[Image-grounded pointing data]
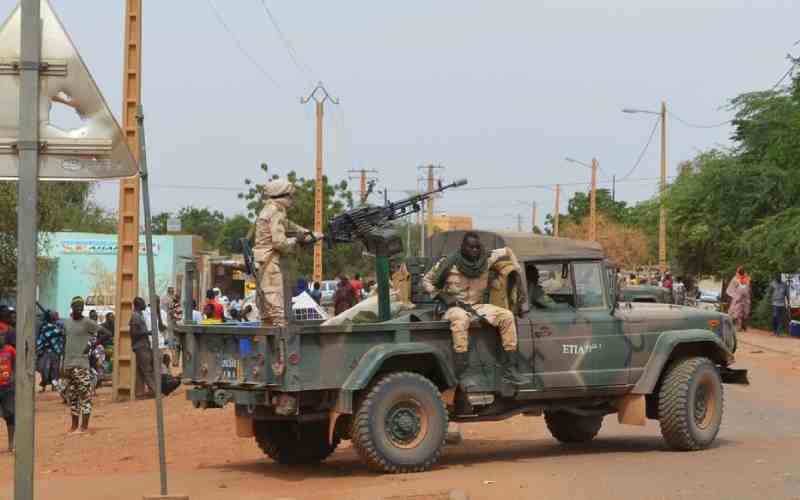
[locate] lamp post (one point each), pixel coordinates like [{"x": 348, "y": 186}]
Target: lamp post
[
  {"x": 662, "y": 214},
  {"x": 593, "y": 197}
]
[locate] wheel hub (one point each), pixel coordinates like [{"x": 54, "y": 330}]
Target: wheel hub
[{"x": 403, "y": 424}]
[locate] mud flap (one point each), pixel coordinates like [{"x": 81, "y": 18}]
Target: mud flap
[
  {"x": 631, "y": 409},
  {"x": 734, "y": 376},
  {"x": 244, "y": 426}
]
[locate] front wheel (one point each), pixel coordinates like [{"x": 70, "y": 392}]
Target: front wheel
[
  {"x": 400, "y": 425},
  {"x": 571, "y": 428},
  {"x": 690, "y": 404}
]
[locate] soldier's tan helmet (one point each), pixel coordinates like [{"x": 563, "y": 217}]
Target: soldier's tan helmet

▶ **Activity**:
Nothing but the pictures should be left out when the records are retyped exactly.

▶ **Your solution**:
[locate] lamp post (one point each), pixel coordinates like [{"x": 348, "y": 186}]
Target: lamp post
[
  {"x": 662, "y": 214},
  {"x": 593, "y": 197}
]
[locate] wheel hub (one point each), pixel coordinates like [{"x": 54, "y": 330}]
Target: wheel hub
[{"x": 403, "y": 424}]
[locate] mud flap (one point each), pixel coordinates like [{"x": 81, "y": 18}]
Target: mud flap
[
  {"x": 631, "y": 409},
  {"x": 734, "y": 376},
  {"x": 244, "y": 426}
]
[locate] front wheel (one point each), pixel coordinates like [{"x": 70, "y": 392}]
Target: front wheel
[
  {"x": 400, "y": 425},
  {"x": 571, "y": 428},
  {"x": 690, "y": 404}
]
[locate] soldier's tan helmet (one point each), pixel coordinates like [{"x": 563, "y": 217}]
Target: soldier's tan helmet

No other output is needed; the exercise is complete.